- **Work to do**:
a) Rewrite the stretch of the mailing-list thread from "On Tue, Nov" through "about this problem?", putting "ideas" in place of "suggestions".
b) Write what comes next in the mailing-list thread, picking up after its last line.

- **Reading text**:

On Tue, Nov 01, 2022 at 09:05:42PM -0700, Jakub Kicinski wrote:
> On Wed, 2 Nov 2022 10:59:44 +0800 zhongbaisong wrote:
> > On 2022/11/2 0:45, Daniel Borkmann wrote:
> > > [ +kfence folks ]  
> > 
> > + cc: Alexander Potapenko, Marco Elver, Dmitry Vyukov
> > 
> > Do you have any suggestions about this problem?
> 
> + Kees who has been sending similar patches for drivers
> 
> > > On 11/1/22 5:04 AM, Baisong Zhong wrote:  
> > >> Recently, we got a syzkaller problem because of aarch64
> > >> alignment fault if KFENCE enabled.
> > >>
> > >> When the size from user bpf program is an odd number, like
> > >> 399, 407, etc, it will cause skb shard info's alignment access,
> > >> as seen below:
> > >>
> > >> BUG: KFENCE: use-after-free read in __skb_clone+0x23c/0x2a0 
> > >> net/core/skbuff.c:1032
> > >>
> > >> Use-after-free read at 0xffff6254fffac077 (in kfence-#213):
> > >>   __lse_atomic_add arch/arm64/include/asm/atomic_lse.h:26 [inline]
> > >>   arch_atomic_add arch/arm64/include/asm/atomic.h:28 [inline]
> > >>   arch_atomic_inc include/linux/atomic-arch-fallback.h:270 [inline]
> > >>   atomic_inc include/asm-generic/atomic-instrumented.h:241 [inline]
> > >>   __skb_clone+0x23c/0x2a0 net/core/skbuff.c:1032
> > >>   skb_clone+0xf4/0x214 net/core/skbuff.c:1481
> > >>   ____bpf_clone_redirect net/core/filter.c:2433 [inline]
> > >>   bpf_clone_redirect+0x78/0x1c0 net/core/filter.c:2420
> > >>   bpf_prog_d3839dd9068ceb51+0x80/0x330
> > >>   bpf_dispatcher_nop_func include/linux/bpf.h:728 [inline]
> > >>   bpf_test_run+0x3c0/0x6c0 net/bpf/test_run.c:53
> > >>   bpf_prog_test_run_skb+0x638/0xa7c net/bpf/test_run.c:594
> > >>   bpf_prog_test_run kernel/bpf/syscall.c:3148 [inline]
> > >>   __do_sys_bpf kernel/bpf/syscall.c:4441 [inline]
> > >>   __se_sys_bpf+0xad0/0x1634 kernel/bpf/syscall.c:4381
> > >>
> > >> kfence-#213: 0xffff6254fffac000-0xffff6254fffac196, size=407, 
> > >> cache=kmalloc-512
> > >>
> > >> allocated by task 15074 on cpu 0 at 1342.585390s:
> > >>   kmalloc include/linux/slab.h:568 [inline]
> > >>   kzalloc include/linux/slab.h:675 [inline]
> > >>   bpf_test_init.isra.0+0xac/0x290 net/bpf/test_run.c:191
> > >>   bpf_prog_test_run_skb+0x11c/0xa7c net/bpf/test_run.c:512
> > >>   bpf_prog_test_run kernel/bpf/syscall.c:3148 [inline]
> > >>   __do_sys_bpf kernel/bpf/syscall.c:4441 [inline]
> > >>   __se_sys_bpf+0xad0/0x1634 kernel/bpf/syscall.c:4381
> > >>   __arm64_sys_bpf+0x50/0x60 kernel/bpf/syscall.c:4381
> > >>
> > >> To fix the problem, we round up allocations with kmalloc_size_roundup()

- **Dataset extract**:

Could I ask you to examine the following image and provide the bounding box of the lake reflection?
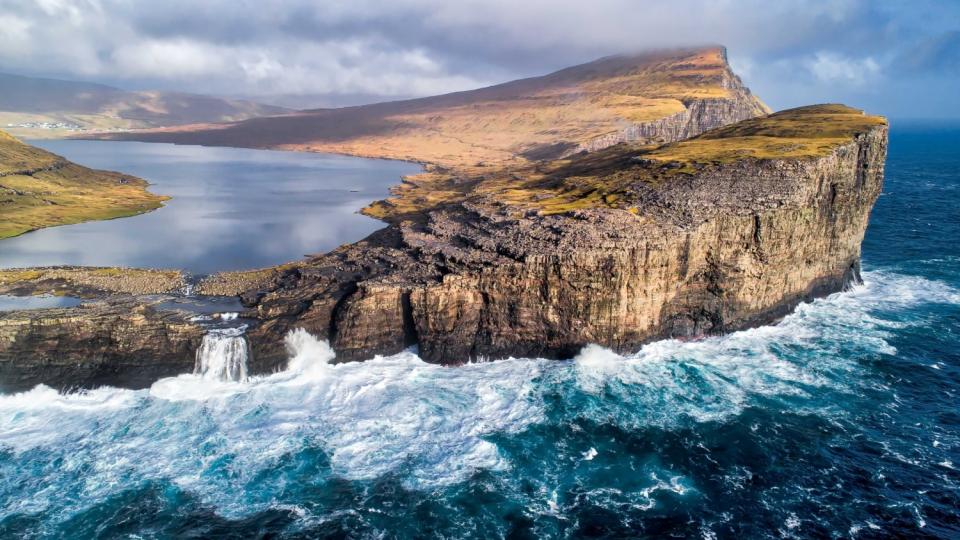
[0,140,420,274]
...
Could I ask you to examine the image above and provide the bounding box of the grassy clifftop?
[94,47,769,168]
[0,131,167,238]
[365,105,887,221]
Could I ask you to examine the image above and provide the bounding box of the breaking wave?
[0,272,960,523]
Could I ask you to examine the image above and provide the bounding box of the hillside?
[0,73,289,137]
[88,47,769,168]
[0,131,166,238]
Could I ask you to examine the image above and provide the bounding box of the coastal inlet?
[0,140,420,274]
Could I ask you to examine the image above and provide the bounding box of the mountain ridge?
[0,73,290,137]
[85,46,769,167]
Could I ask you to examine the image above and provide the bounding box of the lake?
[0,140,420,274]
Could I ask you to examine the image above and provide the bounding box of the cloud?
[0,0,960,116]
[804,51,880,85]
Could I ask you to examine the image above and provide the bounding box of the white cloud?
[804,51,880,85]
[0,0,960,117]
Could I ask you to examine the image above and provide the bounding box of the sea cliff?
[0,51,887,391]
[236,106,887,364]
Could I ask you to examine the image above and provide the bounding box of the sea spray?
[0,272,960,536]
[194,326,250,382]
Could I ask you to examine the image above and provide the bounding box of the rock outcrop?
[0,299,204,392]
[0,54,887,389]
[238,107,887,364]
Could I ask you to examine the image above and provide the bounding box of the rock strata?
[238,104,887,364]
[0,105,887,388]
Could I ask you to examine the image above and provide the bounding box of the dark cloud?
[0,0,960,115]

- **The results**:
a)
On Tue, Nov 01, 2022 at 09:05:42PM -0700, Jakub Kicinski wrote:
> On Wed, 2 Nov 2022 10:59:44 +0800 zhongbaisong wrote:
> > On 2022/11/2 0:45, Daniel Borkmann wrote:
> > > [ +kfence folks ]  
> > 
> > + cc: Alexander Potapenko, Marco Elver, Dmitry Vyukov
> > 
> > Do you have any ideas about this problem?

b)
> > >> so that build_skb()'s use of kize() is always alignment and no special
> > >> handling of the memory is needed by KFENCE.
> > >>
> > >> Fixes: 1cf1cae963c2 ("bpf: introduce BPF_PROG_TEST_RUN command")
> > >> Signed-off-by: Baisong Zhong <zhongbaisong@huawei.com>
> > >> ---
> > >>   net/bpf/test_run.c | 1 +
> > >>   1 file changed, 1 insertion(+)
> > >>
> > >> diff --git a/net/bpf/test_run.c b/net/bpf/test_run.c
> > >> index 13d578ce2a09..058b67108873 100644
> > >> --- a/net/bpf/test_run.c
> > >> +++ b/net/bpf/test_run.c
> > >> @@ -774,6 +774,7 @@ static void *bpf_test_init(const union bpf_attr 
> > >> *kattr, u32 user_size,
> > >>       if (user_size > size)
> > >>           return ERR_PTR(-EMSGSIZE);
> > >> +    size = kmalloc_size_roundup(size);
> > >>       data = kzalloc(size + headroom + tailroom, GFP_USER);  
> > > 
> > > The fact that you need to do this roundup on call sites feels broken, no?
> > > Was there some discussion / consensus that now all k*alloc() call sites
> > > would need to be fixed up? Couldn't this be done transparently in k*alloc()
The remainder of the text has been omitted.